(Selected extract)
Thu, May 5, 2022 1:26 PM
By By Anthony Hennen The Center Square, The Center Square
(The Center Square) – With a year before the federal government enforces its REAL ID requirements, the Pennsylvania Department of Transportation is encouraging state residents to update their driver’s licenses and photo ID.
When federal enforcement starts on May 3, 2023, only REAL ID-compliant documents will be accepted at airports, federal buildings, and for other federal purposes. If someone doesn’t update their driver’s license, they would need to use a passport, for example, to take a domestic flight.
PennDOT has issued 1.6 million REAL IDs, according to a blog post, leaving 6.7 million Pennsylvanians who have yet to change their IDs.
"Although a year seems like a long time to get ready, the deadline will be upon us before you know it. We encourage our customers who want a REAL ID to get one as soon as possible," PennDOT Acting Executive Deputy Secretary Melissa Batula said.
The agency paused REAL ID issuing for six months during the pandemic “out of an abundance of caution and in the interest of public health,” though it continued to issue regular driver’s licenses and photo IDs. The federal government also delayed implementation of REAL ID standards for two years due to the pandemic.
Pennsylvanians will pay a $30 one-time fee plus a renewal fee of $30.50 for a REAL ID. To speed up the process, they can also get preverified on the DMV website and order a REAL ID online instead of going to a driver’s license center.
The REAL ID Act, passed in 2005, has garnered criticism for its costs and potential privacy invasions.
“If fully implemented, the law would facilitate the tracking of data on individuals and bring government into the very center of every citizen’s life,” the American Civil Liberties Union argued. “By definitively turning driver’s licenses into a form of national identity documents, Real ID would have a tremendously destructive impact on privacy. It would also impose significant administrative burdens and expenses on state governments, and it would mean higher fees, longer lines, repeat visits to the DMV, and bureaucratic nightmares for individuals.”
(End Selected extract)
(Excerpted records)
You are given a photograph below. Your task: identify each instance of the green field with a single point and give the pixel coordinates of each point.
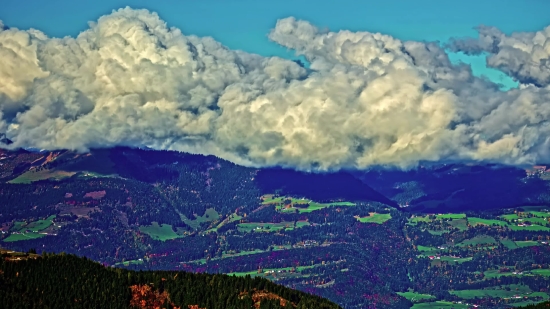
(31, 176)
(527, 243)
(209, 215)
(412, 296)
(479, 221)
(461, 224)
(35, 228)
(451, 216)
(269, 227)
(375, 218)
(128, 263)
(453, 260)
(312, 206)
(439, 305)
(478, 240)
(501, 293)
(427, 251)
(508, 243)
(541, 271)
(439, 233)
(536, 228)
(161, 232)
(426, 218)
(24, 236)
(265, 272)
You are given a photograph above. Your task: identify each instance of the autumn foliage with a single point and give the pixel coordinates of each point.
(144, 297)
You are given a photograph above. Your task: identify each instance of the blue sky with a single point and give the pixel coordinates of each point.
(244, 24)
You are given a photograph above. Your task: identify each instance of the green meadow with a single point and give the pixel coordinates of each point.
(34, 229)
(440, 305)
(412, 296)
(270, 227)
(161, 232)
(375, 218)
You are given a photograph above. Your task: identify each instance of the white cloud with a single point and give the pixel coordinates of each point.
(369, 99)
(523, 55)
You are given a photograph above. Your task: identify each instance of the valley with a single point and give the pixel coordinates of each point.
(332, 235)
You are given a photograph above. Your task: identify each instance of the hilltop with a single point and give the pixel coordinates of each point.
(438, 236)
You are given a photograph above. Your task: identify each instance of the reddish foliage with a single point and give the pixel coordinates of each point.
(144, 297)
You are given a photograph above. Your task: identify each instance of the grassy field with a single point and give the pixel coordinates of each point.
(267, 271)
(536, 228)
(412, 296)
(478, 221)
(439, 233)
(128, 263)
(527, 243)
(461, 224)
(453, 260)
(374, 218)
(542, 272)
(161, 232)
(426, 218)
(522, 290)
(508, 243)
(34, 227)
(31, 176)
(427, 251)
(451, 216)
(269, 227)
(23, 236)
(478, 240)
(439, 305)
(209, 215)
(295, 204)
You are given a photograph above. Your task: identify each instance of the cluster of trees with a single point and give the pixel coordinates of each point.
(66, 281)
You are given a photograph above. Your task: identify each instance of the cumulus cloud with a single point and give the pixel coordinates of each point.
(367, 98)
(523, 55)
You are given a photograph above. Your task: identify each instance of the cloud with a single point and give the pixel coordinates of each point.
(367, 99)
(522, 55)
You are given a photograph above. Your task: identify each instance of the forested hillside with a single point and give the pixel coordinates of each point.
(330, 235)
(67, 281)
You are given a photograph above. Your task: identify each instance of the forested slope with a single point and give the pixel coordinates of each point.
(67, 281)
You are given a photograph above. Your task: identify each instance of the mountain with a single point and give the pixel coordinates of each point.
(456, 187)
(380, 238)
(67, 281)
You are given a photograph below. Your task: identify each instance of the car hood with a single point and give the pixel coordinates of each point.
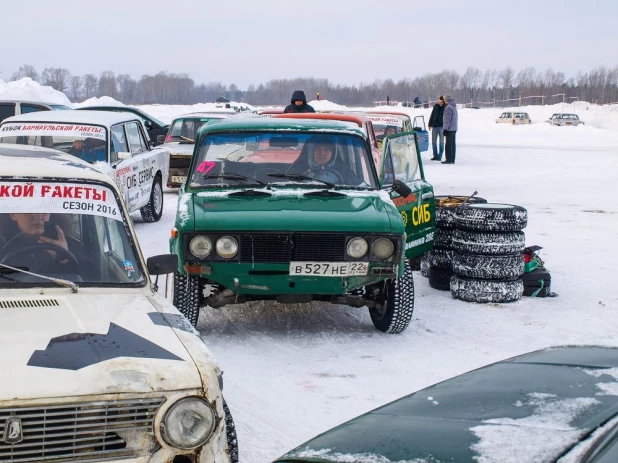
(549, 399)
(84, 344)
(178, 149)
(296, 209)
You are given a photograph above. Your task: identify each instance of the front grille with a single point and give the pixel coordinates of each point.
(80, 432)
(284, 248)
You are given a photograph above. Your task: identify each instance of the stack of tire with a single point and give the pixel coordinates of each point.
(487, 244)
(437, 264)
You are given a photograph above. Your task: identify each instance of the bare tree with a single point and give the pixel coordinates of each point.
(27, 70)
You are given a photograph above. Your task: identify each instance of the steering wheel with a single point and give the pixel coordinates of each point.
(61, 254)
(336, 173)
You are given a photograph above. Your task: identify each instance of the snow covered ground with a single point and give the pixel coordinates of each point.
(292, 372)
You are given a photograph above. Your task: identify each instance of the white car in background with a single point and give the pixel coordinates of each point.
(180, 140)
(97, 366)
(512, 117)
(115, 143)
(562, 119)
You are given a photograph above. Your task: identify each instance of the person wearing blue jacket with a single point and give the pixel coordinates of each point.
(449, 125)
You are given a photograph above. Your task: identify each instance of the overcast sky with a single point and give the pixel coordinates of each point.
(346, 41)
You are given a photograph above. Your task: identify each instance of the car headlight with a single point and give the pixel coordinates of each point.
(382, 248)
(188, 423)
(227, 247)
(200, 246)
(357, 247)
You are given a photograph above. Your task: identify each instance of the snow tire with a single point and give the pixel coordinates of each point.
(440, 278)
(484, 291)
(475, 242)
(443, 238)
(188, 296)
(445, 208)
(153, 211)
(442, 258)
(491, 217)
(488, 267)
(398, 305)
(230, 431)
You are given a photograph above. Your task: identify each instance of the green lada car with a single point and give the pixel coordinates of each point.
(301, 210)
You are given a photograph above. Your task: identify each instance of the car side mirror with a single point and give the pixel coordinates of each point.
(401, 189)
(163, 264)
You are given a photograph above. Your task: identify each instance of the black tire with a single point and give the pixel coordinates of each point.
(475, 242)
(424, 266)
(397, 308)
(442, 258)
(230, 431)
(488, 267)
(443, 238)
(484, 291)
(440, 278)
(188, 296)
(153, 211)
(491, 217)
(445, 209)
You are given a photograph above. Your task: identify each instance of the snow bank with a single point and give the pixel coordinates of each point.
(30, 90)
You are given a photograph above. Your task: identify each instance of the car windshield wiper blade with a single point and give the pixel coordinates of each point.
(58, 281)
(232, 176)
(302, 178)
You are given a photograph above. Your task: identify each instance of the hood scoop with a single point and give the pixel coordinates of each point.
(27, 303)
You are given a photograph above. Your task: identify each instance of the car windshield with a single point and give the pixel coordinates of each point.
(71, 231)
(185, 129)
(283, 157)
(87, 142)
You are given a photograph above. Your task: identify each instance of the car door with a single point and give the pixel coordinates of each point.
(402, 161)
(418, 125)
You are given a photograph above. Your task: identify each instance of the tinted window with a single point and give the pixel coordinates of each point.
(28, 108)
(118, 143)
(7, 110)
(136, 140)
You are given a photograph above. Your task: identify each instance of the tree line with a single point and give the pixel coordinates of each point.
(599, 85)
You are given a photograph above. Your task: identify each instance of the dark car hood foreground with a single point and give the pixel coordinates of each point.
(533, 407)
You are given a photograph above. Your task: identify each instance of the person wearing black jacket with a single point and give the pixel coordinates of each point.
(298, 104)
(435, 125)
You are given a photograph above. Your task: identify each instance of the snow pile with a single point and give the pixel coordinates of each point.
(27, 89)
(99, 101)
(537, 437)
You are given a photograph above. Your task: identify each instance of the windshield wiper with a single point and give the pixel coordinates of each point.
(302, 178)
(58, 281)
(237, 177)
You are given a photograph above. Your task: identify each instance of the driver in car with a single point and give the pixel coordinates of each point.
(28, 240)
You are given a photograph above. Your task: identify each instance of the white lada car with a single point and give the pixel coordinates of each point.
(115, 143)
(96, 366)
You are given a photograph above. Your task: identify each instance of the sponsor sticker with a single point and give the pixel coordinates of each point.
(63, 198)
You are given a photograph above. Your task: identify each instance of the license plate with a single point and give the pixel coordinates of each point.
(329, 269)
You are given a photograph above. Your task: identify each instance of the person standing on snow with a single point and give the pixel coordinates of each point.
(435, 125)
(449, 127)
(298, 104)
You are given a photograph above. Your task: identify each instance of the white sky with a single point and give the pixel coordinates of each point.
(345, 41)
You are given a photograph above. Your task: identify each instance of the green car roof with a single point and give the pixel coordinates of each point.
(268, 124)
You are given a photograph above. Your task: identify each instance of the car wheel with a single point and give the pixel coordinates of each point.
(230, 431)
(394, 309)
(188, 296)
(484, 291)
(491, 217)
(153, 211)
(488, 267)
(477, 242)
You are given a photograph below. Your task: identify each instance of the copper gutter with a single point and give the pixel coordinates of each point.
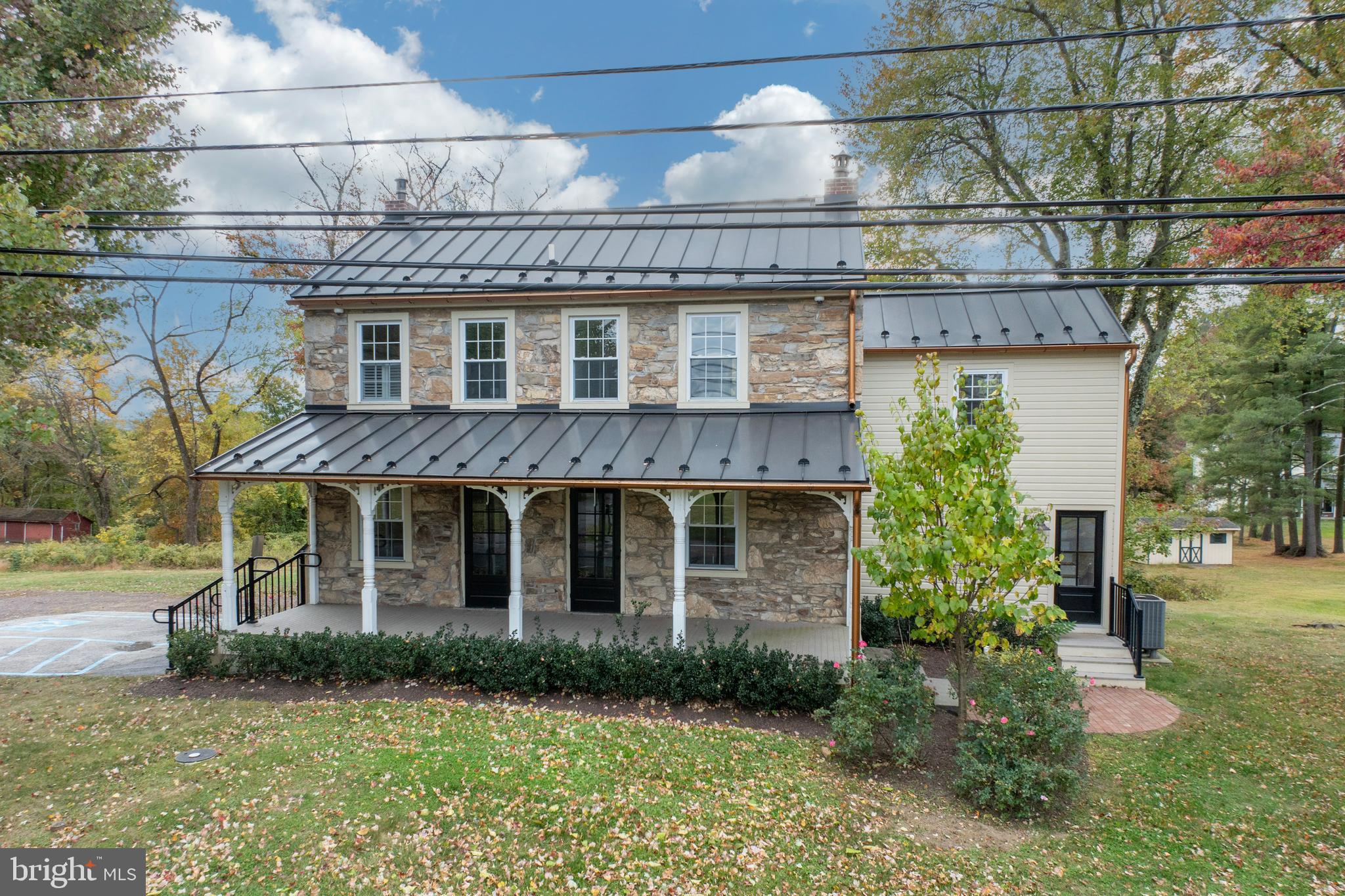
(854, 300)
(1125, 458)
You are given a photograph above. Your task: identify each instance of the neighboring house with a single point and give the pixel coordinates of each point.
(1212, 544)
(600, 436)
(42, 524)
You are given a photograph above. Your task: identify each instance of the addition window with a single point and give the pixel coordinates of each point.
(715, 532)
(975, 390)
(483, 360)
(713, 356)
(391, 517)
(595, 358)
(378, 351)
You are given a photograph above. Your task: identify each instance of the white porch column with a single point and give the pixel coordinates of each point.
(368, 499)
(313, 542)
(514, 505)
(228, 587)
(680, 503)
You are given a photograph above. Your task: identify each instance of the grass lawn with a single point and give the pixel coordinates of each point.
(181, 582)
(1245, 794)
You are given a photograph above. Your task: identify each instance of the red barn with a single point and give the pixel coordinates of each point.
(42, 524)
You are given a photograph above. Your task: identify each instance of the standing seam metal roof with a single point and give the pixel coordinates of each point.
(600, 250)
(1000, 317)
(End Excerpted records)
=== Problems to work on ===
(1) Summarize the REAL ID article in two sentences.
(2) Using the REAL ID article, answer each question, one per line, marked (a), (b), (c):
(a) What one-time fee do Pennsylvanians pay for a REAL ID?
(b) For how long did PennDOT pause issuing REAL IDs during the pandemic?
(c) In what year was the REAL ID Act passed?
The data play no part in the tasks.

=== Outputs by task ===
(1) PennDOT is encouraging Pennsylvanians to update their driver's licenses and photo IDs before federal enforcement begins on May 3, 2023, after which only REAL ID-compliant documents will be accepted at airports, federal buildings, and for other federal purposes. It has issued 1.6 million REAL IDs, leaving 6.7 million residents yet to change their IDs, while the 2005 REAL ID Act has drawn criticism for its costs and potential privacy invasions.

(2)
(a) $30
(b) Six months
(c) 2005